Given task a:
Repeat word for word the part of the pack saddle thread starting at "At the end of" and ending at "weight.. your thoughts..?".

Provided text:
begin

# New Phillips Pack Saddle...



## Trails (Jan 28, 2009)

While I don't have a phillips formfitter I know three packers that do and they use them a lot. One is a commercial outfitter, one packs for the forest service, and one packs for recreation. I 've specifically asked all three about the phillips pack saddle (I plan on getting one myself as time and finances allow) and all three highly recommend. 

I also know the owners of Outfitter Pack Station and can vouch for them as great folks. 

Hope this helps.


----------



## canterburyhorsetrailrider (Aug 7, 2012)

Much appreciate your reply..

I am unsure wheather to purchase a more traditional new sawbuck or go for the formfitter...? 

I currently have two complete and tidy new zealand style pack saddles but these require very balanced loads to stop them slipping over.

At the end of last season I was able to trek for a week with a Friends new saw buck from outfitter supply and it stayed put the whole time... it was much easier to pack with... I think the double cinch was the key.. it has more surface to hold the saddle in place, even if the loads were not 100% equal in weight.. your thoughts..?

end

Input records:
begin

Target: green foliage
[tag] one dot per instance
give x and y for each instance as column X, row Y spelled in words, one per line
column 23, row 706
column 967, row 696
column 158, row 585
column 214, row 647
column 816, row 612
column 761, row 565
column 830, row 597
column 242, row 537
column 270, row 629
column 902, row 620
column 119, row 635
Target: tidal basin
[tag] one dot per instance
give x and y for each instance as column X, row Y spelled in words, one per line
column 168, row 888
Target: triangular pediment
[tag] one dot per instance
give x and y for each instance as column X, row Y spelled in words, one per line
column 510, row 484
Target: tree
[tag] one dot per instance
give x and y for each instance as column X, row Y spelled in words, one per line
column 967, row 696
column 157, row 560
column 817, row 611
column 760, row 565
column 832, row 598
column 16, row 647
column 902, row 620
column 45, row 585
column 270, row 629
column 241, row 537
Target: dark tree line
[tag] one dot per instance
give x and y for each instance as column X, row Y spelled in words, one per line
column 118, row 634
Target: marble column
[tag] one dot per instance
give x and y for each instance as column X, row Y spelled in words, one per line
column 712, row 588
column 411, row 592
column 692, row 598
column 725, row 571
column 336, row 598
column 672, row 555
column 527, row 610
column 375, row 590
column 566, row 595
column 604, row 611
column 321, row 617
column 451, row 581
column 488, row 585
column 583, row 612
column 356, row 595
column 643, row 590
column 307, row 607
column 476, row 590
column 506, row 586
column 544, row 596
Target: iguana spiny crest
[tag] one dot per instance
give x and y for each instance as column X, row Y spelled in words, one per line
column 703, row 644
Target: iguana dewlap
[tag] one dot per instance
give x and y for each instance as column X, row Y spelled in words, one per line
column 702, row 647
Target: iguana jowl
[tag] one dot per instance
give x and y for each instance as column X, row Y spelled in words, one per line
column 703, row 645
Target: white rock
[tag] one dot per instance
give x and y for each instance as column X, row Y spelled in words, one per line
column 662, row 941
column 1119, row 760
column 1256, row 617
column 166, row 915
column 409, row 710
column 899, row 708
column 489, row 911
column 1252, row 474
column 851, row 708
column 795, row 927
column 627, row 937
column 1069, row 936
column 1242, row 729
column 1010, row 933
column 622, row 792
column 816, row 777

end

Given task b:
Give the lines of the listing as a numbered list, leaving out blank lines, starting at its first line and ending at the line that contains "column 510, row 484", both included.

Correct answer a:
At the end of last season I was able to trek for a week with a Friends new saw buck from outfitter supply and it stayed put the whole time... it was much easier to pack with... I think the double cinch was the key.. it has more surface to hold the saddle in place, even if the loads were not 100% equal in weight.. your thoughts..?

Correct answer b:
1. Target: green foliage
2. [tag] one dot per instance
3. give x and y for each instance as column X, row Y spelled in words, one per line
4. column 23, row 706
5. column 967, row 696
6. column 158, row 585
7. column 214, row 647
8. column 816, row 612
9. column 761, row 565
10. column 830, row 597
11. column 242, row 537
12. column 270, row 629
13. column 902, row 620
14. column 119, row 635
15. Target: tidal basin
16. [tag] one dot per instance
17. give x and y for each instance as column X, row Y spelled in words, one per line
18. column 168, row 888
19. Target: triangular pediment
20. [tag] one dot per instance
21. give x and y for each instance as column X, row Y spelled in words, one per line
22. column 510, row 484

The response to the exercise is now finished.